-- DATA LISTING follows --

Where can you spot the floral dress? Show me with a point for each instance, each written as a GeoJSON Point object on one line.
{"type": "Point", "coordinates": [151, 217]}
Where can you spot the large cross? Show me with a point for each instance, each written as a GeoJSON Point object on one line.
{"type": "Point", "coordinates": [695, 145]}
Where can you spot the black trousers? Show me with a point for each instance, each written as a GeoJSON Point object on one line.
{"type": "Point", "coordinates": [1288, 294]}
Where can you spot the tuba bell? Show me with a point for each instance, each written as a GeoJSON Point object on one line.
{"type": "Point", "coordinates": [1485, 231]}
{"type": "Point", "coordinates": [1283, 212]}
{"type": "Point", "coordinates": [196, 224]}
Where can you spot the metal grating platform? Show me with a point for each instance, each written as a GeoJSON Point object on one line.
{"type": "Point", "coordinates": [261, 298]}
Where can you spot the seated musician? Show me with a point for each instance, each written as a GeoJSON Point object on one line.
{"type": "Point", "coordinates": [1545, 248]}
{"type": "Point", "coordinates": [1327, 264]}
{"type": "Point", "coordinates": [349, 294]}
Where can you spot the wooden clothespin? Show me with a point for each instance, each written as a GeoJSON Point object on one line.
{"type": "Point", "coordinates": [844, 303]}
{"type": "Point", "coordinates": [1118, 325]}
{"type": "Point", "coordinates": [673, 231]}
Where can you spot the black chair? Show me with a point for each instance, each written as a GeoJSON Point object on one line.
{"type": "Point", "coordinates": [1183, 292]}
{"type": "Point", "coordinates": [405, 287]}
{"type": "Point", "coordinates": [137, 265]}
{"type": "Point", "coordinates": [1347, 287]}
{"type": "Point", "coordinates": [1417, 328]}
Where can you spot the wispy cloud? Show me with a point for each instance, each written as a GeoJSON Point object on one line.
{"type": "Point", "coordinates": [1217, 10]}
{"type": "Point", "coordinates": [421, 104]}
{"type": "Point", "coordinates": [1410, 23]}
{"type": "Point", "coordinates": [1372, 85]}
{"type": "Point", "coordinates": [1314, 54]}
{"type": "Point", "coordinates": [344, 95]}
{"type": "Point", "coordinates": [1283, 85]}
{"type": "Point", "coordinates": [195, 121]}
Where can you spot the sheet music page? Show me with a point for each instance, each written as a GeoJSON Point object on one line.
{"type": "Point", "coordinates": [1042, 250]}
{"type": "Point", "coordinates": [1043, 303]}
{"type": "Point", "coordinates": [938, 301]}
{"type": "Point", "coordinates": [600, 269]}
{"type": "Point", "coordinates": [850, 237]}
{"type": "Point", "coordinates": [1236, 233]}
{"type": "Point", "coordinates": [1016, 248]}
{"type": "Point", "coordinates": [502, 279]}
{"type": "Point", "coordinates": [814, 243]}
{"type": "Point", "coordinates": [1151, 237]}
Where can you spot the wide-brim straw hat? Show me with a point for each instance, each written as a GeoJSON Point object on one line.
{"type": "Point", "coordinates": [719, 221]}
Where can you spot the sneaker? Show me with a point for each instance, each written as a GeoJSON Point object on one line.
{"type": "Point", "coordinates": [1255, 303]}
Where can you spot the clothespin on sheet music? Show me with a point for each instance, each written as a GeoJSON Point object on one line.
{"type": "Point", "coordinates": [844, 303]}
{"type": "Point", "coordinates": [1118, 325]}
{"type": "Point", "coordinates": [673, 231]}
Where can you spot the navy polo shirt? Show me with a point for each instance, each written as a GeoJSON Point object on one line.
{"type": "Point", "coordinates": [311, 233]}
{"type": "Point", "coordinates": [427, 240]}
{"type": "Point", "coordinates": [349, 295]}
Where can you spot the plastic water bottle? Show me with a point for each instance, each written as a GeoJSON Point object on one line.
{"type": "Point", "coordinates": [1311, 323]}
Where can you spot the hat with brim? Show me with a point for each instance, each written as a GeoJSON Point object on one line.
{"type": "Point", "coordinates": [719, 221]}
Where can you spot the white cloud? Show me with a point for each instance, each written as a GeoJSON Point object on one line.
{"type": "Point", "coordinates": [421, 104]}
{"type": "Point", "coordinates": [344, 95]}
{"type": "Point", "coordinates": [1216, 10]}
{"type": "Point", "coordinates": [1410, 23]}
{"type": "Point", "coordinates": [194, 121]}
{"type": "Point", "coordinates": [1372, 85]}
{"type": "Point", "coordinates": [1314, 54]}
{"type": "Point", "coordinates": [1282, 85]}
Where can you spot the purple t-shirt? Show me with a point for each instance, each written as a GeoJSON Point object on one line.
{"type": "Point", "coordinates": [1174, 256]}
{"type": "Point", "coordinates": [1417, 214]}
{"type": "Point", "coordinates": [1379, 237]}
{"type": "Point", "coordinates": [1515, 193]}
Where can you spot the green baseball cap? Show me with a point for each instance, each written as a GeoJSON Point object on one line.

-- DATA LISTING concluded --

* [HOW TO COMPLETE THIS TASK] Write the complete data out, exactly as above.

* [OUTPUT FOR THIS TASK]
Where can you spot the floral dress? Show me with a point for each instance, each written as a GeoJSON Point object on one line.
{"type": "Point", "coordinates": [151, 217]}
Where can you spot the large cross? Show me with a point for each instance, each written as a GeoJSON Point object on one line.
{"type": "Point", "coordinates": [695, 145]}
Where can you spot the black trousers? Show me with a point for each instance, each written as a GeoJSON Point object on one line.
{"type": "Point", "coordinates": [1288, 294]}
Where can you spot the tuba bell? Show me with a point for each instance, each written as a GeoJSON Point object on one line.
{"type": "Point", "coordinates": [1485, 231]}
{"type": "Point", "coordinates": [1283, 212]}
{"type": "Point", "coordinates": [196, 224]}
Where can you spot the metal grating platform? Show me with a point for each instance, each written as a GeoJSON Point object on one line.
{"type": "Point", "coordinates": [261, 298]}
Where can you spot the seated musician? Show me with a point for each instance, each written as a GeoJSON Point object on one line.
{"type": "Point", "coordinates": [1545, 248]}
{"type": "Point", "coordinates": [1327, 264]}
{"type": "Point", "coordinates": [349, 294]}
Where can you spot the wooden clothespin? Show me with a point for each instance, each written as a GeoJSON Point object on one line.
{"type": "Point", "coordinates": [844, 303]}
{"type": "Point", "coordinates": [1118, 325]}
{"type": "Point", "coordinates": [673, 231]}
Where can you spot the black chair? Show me with a point for each instance, each written as a GeoJSON Point object on one line.
{"type": "Point", "coordinates": [1183, 292]}
{"type": "Point", "coordinates": [405, 287]}
{"type": "Point", "coordinates": [137, 265]}
{"type": "Point", "coordinates": [1347, 287]}
{"type": "Point", "coordinates": [1417, 328]}
Where can you spot the wispy cloud? Show me with a point for each instance, each written as a GeoJSON Point object on one line.
{"type": "Point", "coordinates": [1217, 10]}
{"type": "Point", "coordinates": [421, 104]}
{"type": "Point", "coordinates": [1410, 23]}
{"type": "Point", "coordinates": [1372, 85]}
{"type": "Point", "coordinates": [1314, 54]}
{"type": "Point", "coordinates": [344, 95]}
{"type": "Point", "coordinates": [1283, 85]}
{"type": "Point", "coordinates": [195, 121]}
Where can you spot the sheet music page? Show me with a point for each instance, each written as a GeoJSON Point object on one line.
{"type": "Point", "coordinates": [1042, 250]}
{"type": "Point", "coordinates": [1043, 303]}
{"type": "Point", "coordinates": [938, 301]}
{"type": "Point", "coordinates": [600, 269]}
{"type": "Point", "coordinates": [850, 237]}
{"type": "Point", "coordinates": [1236, 233]}
{"type": "Point", "coordinates": [1016, 248]}
{"type": "Point", "coordinates": [502, 279]}
{"type": "Point", "coordinates": [814, 243]}
{"type": "Point", "coordinates": [1151, 237]}
Where can you spot the wide-brim straw hat? Show me with a point for each instance, each written as a GeoJSON Point object on one line.
{"type": "Point", "coordinates": [719, 221]}
Where can you spot the sneaker? Show me with a point for each instance, each written as a GeoJSON Point object on one line.
{"type": "Point", "coordinates": [1255, 303]}
Where can you spot the clothespin on sheet music? Show me with a point for each instance, each written as a GeoJSON Point object on one line.
{"type": "Point", "coordinates": [844, 303]}
{"type": "Point", "coordinates": [1118, 325]}
{"type": "Point", "coordinates": [673, 231]}
Where can you spot the navy polo shirt? Show me with a point for each instance, each written as a GeoJSON Point object on one line.
{"type": "Point", "coordinates": [311, 233]}
{"type": "Point", "coordinates": [427, 240]}
{"type": "Point", "coordinates": [349, 295]}
Where can you spot the plastic water bottle? Show me with a point for each instance, each written as a GeoJSON Point object on one line.
{"type": "Point", "coordinates": [1311, 323]}
Where can you spot the hat with brim? Show me with a point for each instance, each written as a GeoJSON Point object on one line.
{"type": "Point", "coordinates": [719, 221]}
Where can you spot the white cloud? Show me with a point for each instance, each written as a GeoJSON Point object on one line.
{"type": "Point", "coordinates": [421, 104]}
{"type": "Point", "coordinates": [344, 95]}
{"type": "Point", "coordinates": [1216, 10]}
{"type": "Point", "coordinates": [1410, 23]}
{"type": "Point", "coordinates": [194, 121]}
{"type": "Point", "coordinates": [1372, 85]}
{"type": "Point", "coordinates": [1314, 54]}
{"type": "Point", "coordinates": [1282, 85]}
Where can you spot the purple t-shirt? Show me with a point for each instance, each written as a GeoJSON Point object on one line.
{"type": "Point", "coordinates": [1174, 256]}
{"type": "Point", "coordinates": [1417, 214]}
{"type": "Point", "coordinates": [1379, 237]}
{"type": "Point", "coordinates": [1515, 193]}
Where can you spot the green baseball cap? Show me with a point for each instance, each written as a GeoJSON Point object on one line.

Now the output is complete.